- _WORK REQUEST_
Every line below that holds "dark" must be copied.
/---
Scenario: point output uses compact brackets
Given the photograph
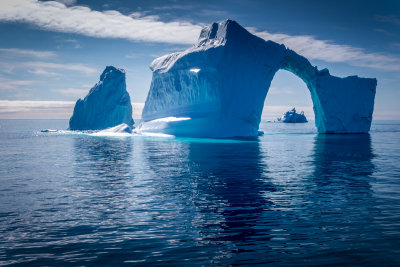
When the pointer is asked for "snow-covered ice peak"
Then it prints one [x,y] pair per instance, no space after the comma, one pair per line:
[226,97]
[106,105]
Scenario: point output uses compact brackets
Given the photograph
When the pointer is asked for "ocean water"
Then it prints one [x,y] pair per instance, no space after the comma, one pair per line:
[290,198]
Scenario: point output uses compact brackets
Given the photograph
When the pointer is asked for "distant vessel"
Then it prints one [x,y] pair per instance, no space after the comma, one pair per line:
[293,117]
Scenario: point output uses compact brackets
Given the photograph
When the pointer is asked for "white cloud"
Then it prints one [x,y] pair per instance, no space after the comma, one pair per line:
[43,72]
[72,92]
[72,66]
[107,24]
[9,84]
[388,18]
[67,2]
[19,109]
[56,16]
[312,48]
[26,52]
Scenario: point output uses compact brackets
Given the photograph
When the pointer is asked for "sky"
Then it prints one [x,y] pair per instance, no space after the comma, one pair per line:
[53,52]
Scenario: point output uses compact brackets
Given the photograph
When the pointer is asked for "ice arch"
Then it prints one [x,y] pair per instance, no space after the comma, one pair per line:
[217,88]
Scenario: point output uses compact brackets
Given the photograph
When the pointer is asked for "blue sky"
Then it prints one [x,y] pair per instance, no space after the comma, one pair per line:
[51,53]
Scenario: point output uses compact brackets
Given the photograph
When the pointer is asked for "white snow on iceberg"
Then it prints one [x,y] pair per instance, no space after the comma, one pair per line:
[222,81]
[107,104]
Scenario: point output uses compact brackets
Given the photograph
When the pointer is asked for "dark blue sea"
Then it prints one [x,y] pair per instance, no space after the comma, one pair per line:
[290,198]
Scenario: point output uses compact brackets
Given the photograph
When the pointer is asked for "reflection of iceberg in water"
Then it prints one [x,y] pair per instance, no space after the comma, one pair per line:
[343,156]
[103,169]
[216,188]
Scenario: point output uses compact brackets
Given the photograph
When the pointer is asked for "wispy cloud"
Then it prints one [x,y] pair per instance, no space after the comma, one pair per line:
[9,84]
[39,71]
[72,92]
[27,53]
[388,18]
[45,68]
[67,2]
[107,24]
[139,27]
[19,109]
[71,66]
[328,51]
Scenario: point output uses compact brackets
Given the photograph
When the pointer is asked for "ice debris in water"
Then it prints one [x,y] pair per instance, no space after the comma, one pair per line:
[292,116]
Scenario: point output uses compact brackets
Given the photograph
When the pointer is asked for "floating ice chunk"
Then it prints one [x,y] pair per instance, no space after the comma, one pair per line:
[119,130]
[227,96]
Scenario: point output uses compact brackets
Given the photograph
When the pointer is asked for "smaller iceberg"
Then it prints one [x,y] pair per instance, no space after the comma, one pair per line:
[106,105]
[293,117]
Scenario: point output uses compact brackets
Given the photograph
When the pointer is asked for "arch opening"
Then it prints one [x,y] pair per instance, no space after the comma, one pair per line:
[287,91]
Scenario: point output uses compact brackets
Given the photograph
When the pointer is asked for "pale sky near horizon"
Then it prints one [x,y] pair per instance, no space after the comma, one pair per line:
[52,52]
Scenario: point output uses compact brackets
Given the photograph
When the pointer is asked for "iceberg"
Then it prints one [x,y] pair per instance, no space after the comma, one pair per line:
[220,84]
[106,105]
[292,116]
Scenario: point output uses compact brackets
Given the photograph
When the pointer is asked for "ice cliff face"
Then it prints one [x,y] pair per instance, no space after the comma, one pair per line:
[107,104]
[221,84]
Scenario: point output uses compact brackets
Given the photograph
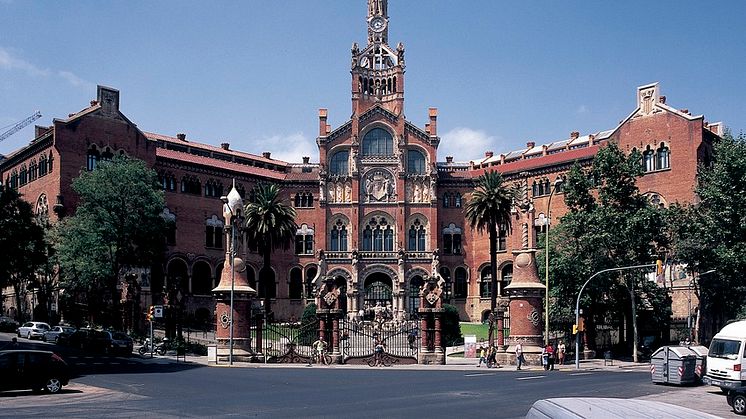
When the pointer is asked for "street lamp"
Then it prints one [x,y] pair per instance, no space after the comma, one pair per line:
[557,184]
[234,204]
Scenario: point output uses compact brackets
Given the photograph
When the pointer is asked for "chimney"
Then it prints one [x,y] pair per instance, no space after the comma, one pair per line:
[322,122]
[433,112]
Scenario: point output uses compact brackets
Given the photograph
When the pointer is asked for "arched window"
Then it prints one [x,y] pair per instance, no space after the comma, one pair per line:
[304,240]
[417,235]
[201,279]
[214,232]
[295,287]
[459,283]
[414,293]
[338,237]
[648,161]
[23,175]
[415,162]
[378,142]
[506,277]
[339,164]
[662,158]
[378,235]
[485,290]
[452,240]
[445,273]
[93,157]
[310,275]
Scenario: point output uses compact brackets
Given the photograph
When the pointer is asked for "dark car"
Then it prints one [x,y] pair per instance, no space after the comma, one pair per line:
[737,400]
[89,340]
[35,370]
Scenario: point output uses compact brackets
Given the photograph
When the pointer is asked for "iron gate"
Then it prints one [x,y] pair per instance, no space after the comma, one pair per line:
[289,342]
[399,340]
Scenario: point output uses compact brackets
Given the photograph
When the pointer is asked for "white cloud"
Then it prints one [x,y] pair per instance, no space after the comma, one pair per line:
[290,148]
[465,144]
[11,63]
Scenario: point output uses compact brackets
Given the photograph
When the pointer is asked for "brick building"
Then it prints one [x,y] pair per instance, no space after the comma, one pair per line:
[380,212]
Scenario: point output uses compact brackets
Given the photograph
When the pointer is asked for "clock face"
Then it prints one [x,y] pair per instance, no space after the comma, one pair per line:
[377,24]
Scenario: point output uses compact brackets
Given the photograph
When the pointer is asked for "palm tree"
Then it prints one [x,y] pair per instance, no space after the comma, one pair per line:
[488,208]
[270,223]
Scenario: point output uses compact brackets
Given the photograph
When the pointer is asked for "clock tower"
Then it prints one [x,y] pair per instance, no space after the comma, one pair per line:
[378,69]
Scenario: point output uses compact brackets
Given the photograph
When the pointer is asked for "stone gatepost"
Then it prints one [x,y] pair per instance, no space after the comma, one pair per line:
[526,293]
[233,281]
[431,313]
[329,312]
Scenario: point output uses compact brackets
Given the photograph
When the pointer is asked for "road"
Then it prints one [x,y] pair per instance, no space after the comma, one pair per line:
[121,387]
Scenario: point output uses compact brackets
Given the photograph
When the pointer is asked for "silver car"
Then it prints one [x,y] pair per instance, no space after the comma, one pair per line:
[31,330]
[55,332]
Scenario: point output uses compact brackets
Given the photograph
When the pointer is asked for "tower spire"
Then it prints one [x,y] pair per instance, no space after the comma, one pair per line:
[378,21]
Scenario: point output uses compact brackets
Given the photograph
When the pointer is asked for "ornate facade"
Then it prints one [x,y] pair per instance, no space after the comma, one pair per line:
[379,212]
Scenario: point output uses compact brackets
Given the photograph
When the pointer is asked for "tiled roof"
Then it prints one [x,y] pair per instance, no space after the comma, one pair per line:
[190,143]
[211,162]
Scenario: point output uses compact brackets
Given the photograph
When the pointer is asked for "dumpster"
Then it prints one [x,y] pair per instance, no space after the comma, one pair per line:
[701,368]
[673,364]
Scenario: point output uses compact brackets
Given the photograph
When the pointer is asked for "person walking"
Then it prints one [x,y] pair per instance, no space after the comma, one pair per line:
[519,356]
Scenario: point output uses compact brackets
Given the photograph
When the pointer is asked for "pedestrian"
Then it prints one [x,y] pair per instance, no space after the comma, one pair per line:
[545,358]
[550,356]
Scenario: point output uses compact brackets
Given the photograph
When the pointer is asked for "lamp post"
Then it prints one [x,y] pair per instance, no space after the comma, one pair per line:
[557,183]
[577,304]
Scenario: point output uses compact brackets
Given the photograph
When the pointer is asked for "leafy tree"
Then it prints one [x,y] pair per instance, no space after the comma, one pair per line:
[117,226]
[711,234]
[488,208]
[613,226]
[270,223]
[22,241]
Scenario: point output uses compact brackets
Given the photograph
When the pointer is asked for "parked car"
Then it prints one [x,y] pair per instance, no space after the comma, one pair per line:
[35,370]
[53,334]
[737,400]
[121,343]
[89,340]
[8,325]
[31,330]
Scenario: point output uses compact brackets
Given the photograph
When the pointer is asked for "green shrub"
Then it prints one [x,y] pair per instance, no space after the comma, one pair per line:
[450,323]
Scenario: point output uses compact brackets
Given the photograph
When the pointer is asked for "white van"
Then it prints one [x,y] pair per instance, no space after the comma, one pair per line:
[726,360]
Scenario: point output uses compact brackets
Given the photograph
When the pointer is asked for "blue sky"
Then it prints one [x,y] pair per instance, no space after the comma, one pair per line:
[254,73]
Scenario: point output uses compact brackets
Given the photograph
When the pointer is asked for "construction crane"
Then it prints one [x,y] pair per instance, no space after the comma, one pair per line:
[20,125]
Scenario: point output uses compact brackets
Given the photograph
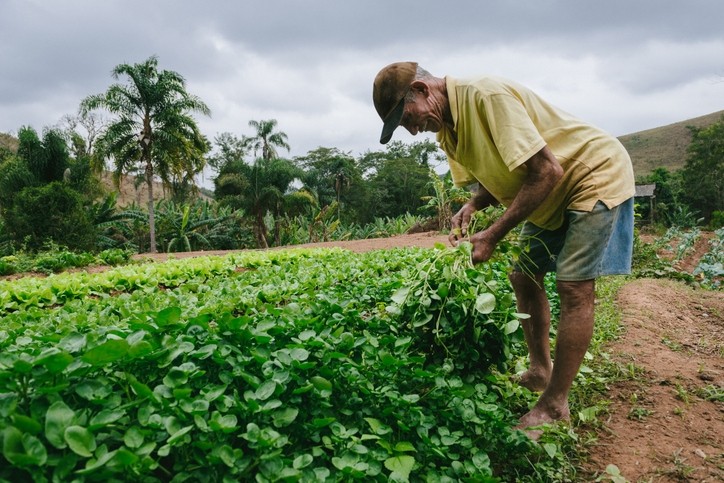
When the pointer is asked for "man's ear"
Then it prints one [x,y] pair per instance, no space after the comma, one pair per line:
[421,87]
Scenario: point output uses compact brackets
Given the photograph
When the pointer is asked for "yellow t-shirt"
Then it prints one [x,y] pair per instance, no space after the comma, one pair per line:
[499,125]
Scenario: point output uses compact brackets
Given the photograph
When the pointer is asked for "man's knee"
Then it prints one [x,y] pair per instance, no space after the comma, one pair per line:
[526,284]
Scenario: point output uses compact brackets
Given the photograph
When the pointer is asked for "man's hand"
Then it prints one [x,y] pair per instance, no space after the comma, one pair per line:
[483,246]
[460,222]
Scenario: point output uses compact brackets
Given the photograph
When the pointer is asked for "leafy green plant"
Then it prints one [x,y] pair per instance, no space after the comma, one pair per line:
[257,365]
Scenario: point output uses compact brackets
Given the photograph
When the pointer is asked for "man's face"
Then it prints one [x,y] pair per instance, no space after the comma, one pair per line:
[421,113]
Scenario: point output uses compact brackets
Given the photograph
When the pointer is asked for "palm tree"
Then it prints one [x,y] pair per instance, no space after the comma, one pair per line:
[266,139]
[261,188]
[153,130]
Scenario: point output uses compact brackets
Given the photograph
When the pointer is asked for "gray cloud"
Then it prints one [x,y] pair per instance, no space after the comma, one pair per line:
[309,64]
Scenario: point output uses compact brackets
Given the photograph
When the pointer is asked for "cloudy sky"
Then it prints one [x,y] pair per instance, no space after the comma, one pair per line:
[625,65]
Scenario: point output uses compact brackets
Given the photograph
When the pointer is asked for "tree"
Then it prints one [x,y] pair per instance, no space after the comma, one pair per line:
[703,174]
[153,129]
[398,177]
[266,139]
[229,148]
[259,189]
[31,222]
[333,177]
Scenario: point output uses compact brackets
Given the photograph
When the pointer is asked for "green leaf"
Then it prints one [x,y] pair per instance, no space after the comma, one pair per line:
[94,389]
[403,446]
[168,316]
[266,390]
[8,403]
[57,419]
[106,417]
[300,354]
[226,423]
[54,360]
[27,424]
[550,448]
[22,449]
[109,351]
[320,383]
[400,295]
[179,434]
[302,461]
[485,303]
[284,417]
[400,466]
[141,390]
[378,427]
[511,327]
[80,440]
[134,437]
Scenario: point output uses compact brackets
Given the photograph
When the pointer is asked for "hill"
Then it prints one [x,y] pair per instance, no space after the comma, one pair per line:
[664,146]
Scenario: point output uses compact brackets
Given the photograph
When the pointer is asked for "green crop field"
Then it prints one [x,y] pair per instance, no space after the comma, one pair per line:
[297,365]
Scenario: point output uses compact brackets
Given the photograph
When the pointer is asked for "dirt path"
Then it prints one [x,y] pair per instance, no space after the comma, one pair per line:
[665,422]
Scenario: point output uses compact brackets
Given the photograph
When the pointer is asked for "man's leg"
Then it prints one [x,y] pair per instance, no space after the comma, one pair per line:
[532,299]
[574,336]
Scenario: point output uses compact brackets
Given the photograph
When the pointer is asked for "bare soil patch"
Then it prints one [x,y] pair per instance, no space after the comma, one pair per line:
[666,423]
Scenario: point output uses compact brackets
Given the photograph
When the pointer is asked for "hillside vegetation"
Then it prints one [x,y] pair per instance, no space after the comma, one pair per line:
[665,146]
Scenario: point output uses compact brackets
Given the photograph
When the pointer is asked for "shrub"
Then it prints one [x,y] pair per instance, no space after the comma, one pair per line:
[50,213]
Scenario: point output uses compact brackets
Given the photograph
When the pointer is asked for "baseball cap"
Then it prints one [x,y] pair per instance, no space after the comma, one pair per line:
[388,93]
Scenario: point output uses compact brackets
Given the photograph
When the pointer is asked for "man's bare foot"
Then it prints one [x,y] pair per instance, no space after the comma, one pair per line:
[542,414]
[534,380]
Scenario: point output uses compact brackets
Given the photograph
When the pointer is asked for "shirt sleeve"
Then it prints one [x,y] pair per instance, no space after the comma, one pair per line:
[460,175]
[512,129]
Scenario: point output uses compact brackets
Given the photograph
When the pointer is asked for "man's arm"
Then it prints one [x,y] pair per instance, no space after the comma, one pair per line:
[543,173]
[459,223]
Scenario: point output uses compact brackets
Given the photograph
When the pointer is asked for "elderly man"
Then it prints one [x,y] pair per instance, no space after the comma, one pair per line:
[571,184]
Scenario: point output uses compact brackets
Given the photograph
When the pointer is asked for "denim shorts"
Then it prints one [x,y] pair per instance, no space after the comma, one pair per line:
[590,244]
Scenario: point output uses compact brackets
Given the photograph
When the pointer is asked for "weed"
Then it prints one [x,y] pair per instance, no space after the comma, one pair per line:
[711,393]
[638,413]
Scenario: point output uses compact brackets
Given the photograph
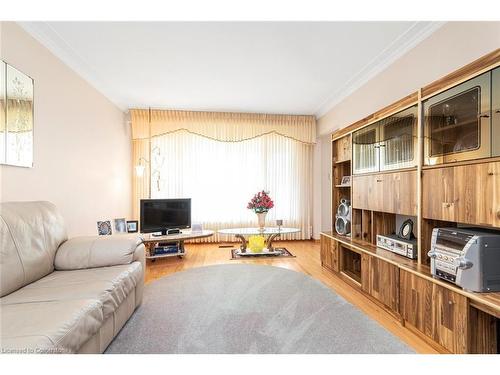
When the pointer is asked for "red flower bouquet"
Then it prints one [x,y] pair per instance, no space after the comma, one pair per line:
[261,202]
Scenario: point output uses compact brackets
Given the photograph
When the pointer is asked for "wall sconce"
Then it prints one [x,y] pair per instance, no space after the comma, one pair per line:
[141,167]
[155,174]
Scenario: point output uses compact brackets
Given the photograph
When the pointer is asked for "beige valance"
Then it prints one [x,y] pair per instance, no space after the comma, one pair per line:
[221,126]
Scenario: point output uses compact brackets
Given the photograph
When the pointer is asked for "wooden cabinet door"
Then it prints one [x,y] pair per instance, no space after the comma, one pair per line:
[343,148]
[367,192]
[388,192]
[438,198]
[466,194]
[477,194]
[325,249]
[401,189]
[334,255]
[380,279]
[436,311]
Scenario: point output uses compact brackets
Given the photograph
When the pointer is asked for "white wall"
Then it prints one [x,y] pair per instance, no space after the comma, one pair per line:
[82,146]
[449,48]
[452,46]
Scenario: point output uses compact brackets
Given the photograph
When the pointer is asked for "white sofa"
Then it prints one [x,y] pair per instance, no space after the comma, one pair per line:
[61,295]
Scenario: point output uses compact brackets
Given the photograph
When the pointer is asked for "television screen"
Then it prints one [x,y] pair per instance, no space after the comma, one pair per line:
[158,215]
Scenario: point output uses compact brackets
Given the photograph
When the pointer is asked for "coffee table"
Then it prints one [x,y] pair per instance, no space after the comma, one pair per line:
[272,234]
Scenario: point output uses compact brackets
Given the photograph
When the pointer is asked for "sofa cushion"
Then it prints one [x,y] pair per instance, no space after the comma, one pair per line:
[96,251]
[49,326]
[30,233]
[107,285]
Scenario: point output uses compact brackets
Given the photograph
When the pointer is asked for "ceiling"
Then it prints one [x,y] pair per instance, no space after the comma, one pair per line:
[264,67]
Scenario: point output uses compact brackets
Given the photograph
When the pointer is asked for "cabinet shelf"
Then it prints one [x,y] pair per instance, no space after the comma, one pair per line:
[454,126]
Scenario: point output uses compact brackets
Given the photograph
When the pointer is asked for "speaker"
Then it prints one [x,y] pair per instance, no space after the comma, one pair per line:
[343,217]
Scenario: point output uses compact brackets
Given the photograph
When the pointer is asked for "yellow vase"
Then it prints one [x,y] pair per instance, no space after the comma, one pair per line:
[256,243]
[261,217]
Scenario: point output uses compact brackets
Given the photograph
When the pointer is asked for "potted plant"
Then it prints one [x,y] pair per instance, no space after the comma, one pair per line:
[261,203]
\---
- _RESPONSE_
When the pointer is asked for "dark blue sea"
When the pointer is asked for "dark car"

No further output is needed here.